- DATA SUPPLIED -

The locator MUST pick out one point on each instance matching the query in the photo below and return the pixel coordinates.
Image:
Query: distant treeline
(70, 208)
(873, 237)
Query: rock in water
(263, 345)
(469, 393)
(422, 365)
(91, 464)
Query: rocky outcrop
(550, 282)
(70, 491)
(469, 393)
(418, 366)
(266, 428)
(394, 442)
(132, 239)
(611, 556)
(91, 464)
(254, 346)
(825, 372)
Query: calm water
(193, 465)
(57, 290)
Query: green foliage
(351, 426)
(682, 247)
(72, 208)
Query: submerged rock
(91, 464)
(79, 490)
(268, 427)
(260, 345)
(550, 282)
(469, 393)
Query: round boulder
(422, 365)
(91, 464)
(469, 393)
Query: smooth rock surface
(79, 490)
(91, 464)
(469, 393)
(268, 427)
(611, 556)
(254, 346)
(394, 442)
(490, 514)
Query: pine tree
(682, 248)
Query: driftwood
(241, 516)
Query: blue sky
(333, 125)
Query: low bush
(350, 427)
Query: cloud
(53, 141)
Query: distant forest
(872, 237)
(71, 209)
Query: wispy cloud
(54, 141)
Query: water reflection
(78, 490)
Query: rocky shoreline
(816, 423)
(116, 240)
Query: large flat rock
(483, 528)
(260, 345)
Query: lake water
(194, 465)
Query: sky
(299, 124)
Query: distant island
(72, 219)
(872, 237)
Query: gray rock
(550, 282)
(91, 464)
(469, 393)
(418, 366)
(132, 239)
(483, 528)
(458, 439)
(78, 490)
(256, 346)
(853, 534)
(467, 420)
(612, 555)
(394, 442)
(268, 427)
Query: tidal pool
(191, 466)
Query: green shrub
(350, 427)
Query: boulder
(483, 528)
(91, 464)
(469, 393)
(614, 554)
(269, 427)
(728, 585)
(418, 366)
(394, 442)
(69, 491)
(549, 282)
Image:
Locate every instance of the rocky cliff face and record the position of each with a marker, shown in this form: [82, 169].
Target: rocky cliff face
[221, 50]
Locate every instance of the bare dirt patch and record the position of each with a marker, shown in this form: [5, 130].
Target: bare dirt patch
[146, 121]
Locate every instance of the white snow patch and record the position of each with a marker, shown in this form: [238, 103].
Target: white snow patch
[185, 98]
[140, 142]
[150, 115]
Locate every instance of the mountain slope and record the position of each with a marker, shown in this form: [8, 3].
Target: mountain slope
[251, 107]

- TASK OBJECTIVE -
Transcribe each record exactly. Leave nothing out.

- TASK RESULT -
The locator MUST pick out one point on each instance matching the query in the photo below and return the pixel coordinates.
Image:
Query: distant treeline
(70, 208)
(873, 237)
Query: rock in water
(263, 345)
(469, 393)
(422, 365)
(91, 464)
Query: rocky outcrop
(550, 282)
(70, 491)
(469, 393)
(418, 366)
(266, 428)
(394, 442)
(132, 239)
(611, 556)
(91, 464)
(254, 346)
(825, 372)
Query: calm water
(193, 465)
(57, 290)
Query: green foliage
(351, 426)
(682, 247)
(72, 208)
Query: submerged rock
(91, 464)
(79, 490)
(268, 427)
(260, 345)
(550, 282)
(469, 393)
Query: round boulder
(422, 365)
(91, 464)
(469, 393)
Query: smooth rock surface
(79, 490)
(91, 464)
(469, 393)
(268, 427)
(611, 556)
(254, 346)
(394, 442)
(490, 514)
Query: pine tree
(682, 248)
Query: driftwood
(241, 516)
Query: blue sky
(333, 125)
Query: low bush
(350, 427)
Query: cloud
(53, 141)
Query: distant forest
(872, 237)
(71, 209)
Query: wispy cloud
(54, 141)
Query: water reflection
(78, 490)
Query: rocky shoreline
(816, 423)
(116, 240)
Query: large flat rock
(483, 528)
(260, 345)
Query: lake water
(194, 465)
Query: sky
(299, 124)
Query: distant island
(72, 219)
(872, 237)
Query: gray rock
(550, 282)
(91, 464)
(469, 393)
(418, 366)
(132, 239)
(483, 528)
(458, 439)
(78, 490)
(256, 346)
(853, 534)
(467, 420)
(612, 555)
(394, 442)
(268, 427)
Query: tidal pool
(191, 466)
Query: green shrub
(350, 427)
Query: boulder
(483, 528)
(91, 464)
(469, 393)
(614, 554)
(269, 427)
(728, 585)
(418, 366)
(394, 442)
(69, 491)
(549, 282)
Image:
Locate every instance of the rocky cliff face and record the position of each with a marker, shown in this form: [82, 169].
Target: rocky cliff face
[221, 50]
Locate every instance of the bare dirt patch and record the position of each with a marker, shown in this form: [5, 130].
Target: bare dirt patch
[146, 121]
Locate every instance of the white snow patch and record the position of each with a marker, shown in this form: [238, 103].
Target: white snow patch
[185, 98]
[140, 142]
[150, 115]
Locate every instance of the mountain slope and record the position of each with a marker, shown in this form: [8, 3].
Target: mountain slope
[251, 107]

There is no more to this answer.